■ WHAT IS REQUIRED
Repeat precisely the span of lines below that opens with the line containing "Where can the calm" and closes with the line containing "Where can the tree silhouette", both included.

--------

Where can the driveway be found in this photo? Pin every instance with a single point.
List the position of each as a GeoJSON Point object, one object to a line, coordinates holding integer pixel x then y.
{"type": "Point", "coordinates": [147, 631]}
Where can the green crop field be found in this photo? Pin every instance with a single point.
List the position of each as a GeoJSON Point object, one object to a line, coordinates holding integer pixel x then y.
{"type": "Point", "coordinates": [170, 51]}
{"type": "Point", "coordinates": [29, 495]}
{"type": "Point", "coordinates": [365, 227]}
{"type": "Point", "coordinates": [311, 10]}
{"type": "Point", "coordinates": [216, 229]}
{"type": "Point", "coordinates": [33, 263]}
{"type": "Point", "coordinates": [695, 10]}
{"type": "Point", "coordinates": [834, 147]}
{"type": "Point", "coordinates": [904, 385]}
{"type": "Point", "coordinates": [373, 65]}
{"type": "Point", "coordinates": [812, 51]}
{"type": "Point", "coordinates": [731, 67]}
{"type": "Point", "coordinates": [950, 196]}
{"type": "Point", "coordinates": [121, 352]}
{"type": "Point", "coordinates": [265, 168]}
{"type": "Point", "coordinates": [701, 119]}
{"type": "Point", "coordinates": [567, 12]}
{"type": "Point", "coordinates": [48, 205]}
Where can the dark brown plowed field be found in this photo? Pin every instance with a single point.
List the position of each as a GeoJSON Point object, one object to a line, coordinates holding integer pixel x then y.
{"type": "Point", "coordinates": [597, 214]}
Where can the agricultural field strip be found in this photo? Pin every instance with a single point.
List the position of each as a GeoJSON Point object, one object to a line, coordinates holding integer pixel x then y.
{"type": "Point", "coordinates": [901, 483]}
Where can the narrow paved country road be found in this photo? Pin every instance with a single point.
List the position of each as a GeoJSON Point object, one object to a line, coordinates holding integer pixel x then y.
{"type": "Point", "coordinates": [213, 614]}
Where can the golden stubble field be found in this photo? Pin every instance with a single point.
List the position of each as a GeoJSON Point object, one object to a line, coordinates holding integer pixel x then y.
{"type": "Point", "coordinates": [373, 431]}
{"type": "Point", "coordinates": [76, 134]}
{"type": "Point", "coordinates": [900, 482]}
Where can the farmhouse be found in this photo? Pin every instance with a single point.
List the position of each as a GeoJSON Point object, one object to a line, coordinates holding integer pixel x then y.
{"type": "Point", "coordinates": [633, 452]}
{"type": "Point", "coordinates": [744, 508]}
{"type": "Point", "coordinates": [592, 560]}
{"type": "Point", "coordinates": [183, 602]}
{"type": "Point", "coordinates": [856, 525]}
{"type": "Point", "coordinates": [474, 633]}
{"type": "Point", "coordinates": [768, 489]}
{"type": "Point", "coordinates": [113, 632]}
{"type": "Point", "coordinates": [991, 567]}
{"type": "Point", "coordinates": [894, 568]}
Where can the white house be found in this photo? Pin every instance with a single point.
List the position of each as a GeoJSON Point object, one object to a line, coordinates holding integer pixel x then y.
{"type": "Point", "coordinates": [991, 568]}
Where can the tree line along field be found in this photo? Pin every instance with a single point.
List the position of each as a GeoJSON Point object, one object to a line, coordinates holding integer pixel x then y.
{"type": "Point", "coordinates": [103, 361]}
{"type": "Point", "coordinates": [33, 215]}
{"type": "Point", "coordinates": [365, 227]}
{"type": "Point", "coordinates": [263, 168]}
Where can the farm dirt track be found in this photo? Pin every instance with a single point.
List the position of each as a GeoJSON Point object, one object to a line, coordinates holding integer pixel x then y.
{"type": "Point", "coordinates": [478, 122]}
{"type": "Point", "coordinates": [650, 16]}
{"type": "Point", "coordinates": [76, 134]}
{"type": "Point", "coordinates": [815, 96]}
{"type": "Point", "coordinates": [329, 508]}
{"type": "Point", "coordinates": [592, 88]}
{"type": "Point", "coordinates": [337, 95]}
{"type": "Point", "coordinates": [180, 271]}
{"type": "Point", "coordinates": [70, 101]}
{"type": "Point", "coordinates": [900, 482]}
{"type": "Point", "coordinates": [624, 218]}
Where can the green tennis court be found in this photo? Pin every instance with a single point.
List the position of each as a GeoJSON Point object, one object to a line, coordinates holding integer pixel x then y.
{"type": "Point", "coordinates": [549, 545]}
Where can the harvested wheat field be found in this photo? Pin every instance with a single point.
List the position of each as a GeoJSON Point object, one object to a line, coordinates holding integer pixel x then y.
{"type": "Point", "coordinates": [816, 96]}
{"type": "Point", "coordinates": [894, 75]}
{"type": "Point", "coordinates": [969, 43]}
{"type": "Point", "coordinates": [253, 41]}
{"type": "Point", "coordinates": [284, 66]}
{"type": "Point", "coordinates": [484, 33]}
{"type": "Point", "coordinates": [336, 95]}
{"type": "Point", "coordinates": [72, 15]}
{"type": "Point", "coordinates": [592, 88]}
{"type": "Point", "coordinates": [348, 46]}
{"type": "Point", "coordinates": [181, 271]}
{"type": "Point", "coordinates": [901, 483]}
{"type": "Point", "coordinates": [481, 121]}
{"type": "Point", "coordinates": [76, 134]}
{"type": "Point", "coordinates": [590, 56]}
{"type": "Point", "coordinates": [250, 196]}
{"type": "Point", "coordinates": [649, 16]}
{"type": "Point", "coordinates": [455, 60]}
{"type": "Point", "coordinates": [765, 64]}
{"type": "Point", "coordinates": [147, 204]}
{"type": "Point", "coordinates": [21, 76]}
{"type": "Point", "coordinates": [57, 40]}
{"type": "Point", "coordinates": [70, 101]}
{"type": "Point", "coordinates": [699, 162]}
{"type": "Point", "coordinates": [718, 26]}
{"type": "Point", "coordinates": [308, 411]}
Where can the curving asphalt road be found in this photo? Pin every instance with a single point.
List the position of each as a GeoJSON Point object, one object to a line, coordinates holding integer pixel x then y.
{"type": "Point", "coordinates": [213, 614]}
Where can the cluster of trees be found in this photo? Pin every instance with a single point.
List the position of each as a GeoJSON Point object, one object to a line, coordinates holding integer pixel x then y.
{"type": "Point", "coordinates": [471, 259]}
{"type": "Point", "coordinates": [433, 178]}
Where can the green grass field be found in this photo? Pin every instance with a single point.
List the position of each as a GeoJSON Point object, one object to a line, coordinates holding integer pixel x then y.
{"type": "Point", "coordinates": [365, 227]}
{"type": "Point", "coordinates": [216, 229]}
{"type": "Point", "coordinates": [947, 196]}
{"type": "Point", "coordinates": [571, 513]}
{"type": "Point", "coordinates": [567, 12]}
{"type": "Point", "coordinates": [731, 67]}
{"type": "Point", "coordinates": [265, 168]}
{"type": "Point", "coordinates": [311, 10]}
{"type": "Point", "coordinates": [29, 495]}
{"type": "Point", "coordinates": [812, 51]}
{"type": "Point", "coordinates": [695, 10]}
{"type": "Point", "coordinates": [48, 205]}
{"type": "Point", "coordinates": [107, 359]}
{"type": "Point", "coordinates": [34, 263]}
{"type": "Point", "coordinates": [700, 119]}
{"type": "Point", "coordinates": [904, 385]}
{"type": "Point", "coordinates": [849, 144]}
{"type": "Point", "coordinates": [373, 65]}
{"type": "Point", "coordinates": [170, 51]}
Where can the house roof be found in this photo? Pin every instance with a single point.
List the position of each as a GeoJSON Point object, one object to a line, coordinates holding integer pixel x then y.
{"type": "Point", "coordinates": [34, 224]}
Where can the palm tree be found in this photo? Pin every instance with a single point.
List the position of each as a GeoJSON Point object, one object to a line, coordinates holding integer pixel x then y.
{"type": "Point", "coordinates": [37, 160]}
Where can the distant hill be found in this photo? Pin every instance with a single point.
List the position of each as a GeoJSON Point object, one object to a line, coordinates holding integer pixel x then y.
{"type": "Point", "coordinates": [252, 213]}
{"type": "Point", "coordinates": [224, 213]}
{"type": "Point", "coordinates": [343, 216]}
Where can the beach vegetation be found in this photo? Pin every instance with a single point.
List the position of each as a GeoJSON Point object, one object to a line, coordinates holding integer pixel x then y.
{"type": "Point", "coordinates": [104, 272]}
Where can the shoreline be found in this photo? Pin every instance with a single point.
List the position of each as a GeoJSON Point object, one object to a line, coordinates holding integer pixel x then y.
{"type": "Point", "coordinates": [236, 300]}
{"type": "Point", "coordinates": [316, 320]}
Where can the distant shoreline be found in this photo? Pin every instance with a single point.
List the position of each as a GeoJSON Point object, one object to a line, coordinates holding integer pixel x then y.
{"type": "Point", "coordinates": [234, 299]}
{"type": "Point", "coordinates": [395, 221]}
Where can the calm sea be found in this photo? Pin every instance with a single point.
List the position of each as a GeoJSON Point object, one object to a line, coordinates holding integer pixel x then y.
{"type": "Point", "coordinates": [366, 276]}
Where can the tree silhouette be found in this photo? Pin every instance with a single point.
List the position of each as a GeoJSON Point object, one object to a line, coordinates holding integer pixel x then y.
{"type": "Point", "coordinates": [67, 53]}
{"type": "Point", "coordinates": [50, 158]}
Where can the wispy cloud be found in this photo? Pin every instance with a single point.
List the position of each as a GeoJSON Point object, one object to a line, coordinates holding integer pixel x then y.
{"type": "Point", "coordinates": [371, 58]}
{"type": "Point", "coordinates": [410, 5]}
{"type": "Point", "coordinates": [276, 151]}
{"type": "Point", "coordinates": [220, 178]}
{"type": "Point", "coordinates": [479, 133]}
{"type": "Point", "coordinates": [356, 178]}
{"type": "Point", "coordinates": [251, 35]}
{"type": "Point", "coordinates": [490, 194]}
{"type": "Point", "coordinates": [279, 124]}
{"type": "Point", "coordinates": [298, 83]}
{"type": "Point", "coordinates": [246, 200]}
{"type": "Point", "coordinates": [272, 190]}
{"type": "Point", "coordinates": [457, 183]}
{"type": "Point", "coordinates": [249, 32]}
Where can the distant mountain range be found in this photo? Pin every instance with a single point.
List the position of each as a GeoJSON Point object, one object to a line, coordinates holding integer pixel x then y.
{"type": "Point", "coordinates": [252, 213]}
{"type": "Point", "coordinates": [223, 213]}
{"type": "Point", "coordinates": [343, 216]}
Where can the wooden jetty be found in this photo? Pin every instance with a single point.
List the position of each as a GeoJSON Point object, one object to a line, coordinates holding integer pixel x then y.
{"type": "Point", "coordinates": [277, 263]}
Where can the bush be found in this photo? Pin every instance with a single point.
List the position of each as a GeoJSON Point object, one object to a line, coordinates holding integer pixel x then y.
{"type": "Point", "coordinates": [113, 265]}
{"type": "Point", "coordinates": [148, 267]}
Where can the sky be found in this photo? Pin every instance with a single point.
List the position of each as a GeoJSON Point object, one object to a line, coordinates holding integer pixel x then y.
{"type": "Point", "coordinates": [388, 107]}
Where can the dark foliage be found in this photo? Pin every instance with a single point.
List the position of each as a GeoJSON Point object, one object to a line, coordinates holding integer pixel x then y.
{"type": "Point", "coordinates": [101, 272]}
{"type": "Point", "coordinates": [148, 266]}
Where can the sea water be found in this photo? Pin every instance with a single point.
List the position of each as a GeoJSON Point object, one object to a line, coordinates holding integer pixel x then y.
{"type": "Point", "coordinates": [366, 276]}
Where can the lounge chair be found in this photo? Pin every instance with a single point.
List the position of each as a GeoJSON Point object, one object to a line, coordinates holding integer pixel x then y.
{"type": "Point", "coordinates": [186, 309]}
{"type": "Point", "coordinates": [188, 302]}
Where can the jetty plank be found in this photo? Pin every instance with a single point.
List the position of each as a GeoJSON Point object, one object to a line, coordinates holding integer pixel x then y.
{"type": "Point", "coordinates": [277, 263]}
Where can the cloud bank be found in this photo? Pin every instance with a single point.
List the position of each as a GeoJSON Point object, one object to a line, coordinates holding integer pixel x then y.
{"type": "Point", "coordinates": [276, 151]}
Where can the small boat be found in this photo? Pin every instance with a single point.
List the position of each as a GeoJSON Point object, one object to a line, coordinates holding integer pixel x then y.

--------

■ PROBLEM SOLUTION
Where can the calm sea be found in this photo? Pin every instance with a single point.
List the position of each as a GeoJSON Point object, one object to a line, coordinates holding integer pixel x then y.
{"type": "Point", "coordinates": [366, 276]}
Where can the tree silhouette be found in this photo? Pin every instance with a single point.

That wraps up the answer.